- **Written task 1**
In the stock regression post, which three ticker symbols does the code list?
- **Written task 2**
Rewrite the stock regression post, starting with "daily_returns = data['Adj" and going on through "df3 = df2.drop(df2.index[[0,1]])", with every "df2" renamed to "returns_df".
- **Written task 3**
Go on with the stock regression post from the point where it stops.

- **Document extract**
____
Essentially, I am trying to perform simple linear regressions on daily stock returns to figure out which stocks have the highest degree of mean reversion. My code pulls in S&P500 daily returns into a data frame, then creates a lagged column for each ticker.
import yfinance as yf
import numpy as np
import pandas as pd
from datetime import date, timedelta
from sklearn.linear_model import LinearRegression
enddt = date.today()
startdt = end - timedelta(days=90)
symbols = ['MMM', 'AOS', 'ABT']
data = yf.download(" ".join(symbols), start= startdt,end=enddt)
daily_returns = data['Adj Close'].pct_change()
df2 = pd.DataFrame(daily_returns)
for symbol in symbols:
df2[f'{symbol}_lag'] = df2[symbol].shift(1)
df3 = df2.drop(df2.index[[0,1]])
display(df3.head())
I started to a basic linear regression:
x = np.array(df3.MMM).reshape((-1,1))
y = np.array(df3.MMM_lag)
model = LinearRegression().fit(x,y)
print(f"R^2: {model.score_}")
print(f"intercept: {model.intercept_}")
print(f"slope: {model.coef_}")
____
- **Recorded data**

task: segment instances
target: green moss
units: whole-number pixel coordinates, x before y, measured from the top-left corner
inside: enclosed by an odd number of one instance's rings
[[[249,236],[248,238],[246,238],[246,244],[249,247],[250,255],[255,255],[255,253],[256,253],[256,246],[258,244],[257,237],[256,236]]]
____
- **Task result 1**
MMM, AOS, and ABT.

- **Task result 2**
daily_returns = data['Adj Close'].pct_change()
returns_df = pd.DataFrame(daily_returns)
for symbol in symbols:
returns_df[f'{symbol}_lag'] = returns_df[symbol].shift(1)
df3 = returns_df.drop(returns_df.index[[0,1]])

- **Task result 3**
The code above works, but ideally, I would like to pull in 400 tickers, and I don't want to type out each regression.
CodePudding user response:
You can use a for
loop to fit multiple linear regression models and slice your pd.DataFrame
to the relevant columns using []
.
I simplified your code a little bit, as it contained variables that were not defined.
import yfinance as yf
import numpy as np
import pandas as pd
from datetime import date, timedelta
from sklearn.linear_model import LinearRegression
enddt = date.today()
startdt = enddt - timedelta(days=90)
symbols = ["MMM", "AOS", "ABT"]
data = yf.download(" ".join(symbols), start=startdt, end=enddt)
# construct feature matrix and target
X = data["Adj Close"].pct_change()
y = X.shift(1)
# drop first two rows
X = X.iloc[2:, :]
y = y.iloc[2:, :]
for symbol in symbols:
X_sym = X[symbol].values.reshape(-1, 1)
y_sym = y[symbol]
model = LinearRegression().fit(X_sym, y_sym)
print(f"R^2: {model.score(X_sym,y_sym)}")
print(f"intercept: {model.intercept_}")
print(f"slope: {model.coef_}")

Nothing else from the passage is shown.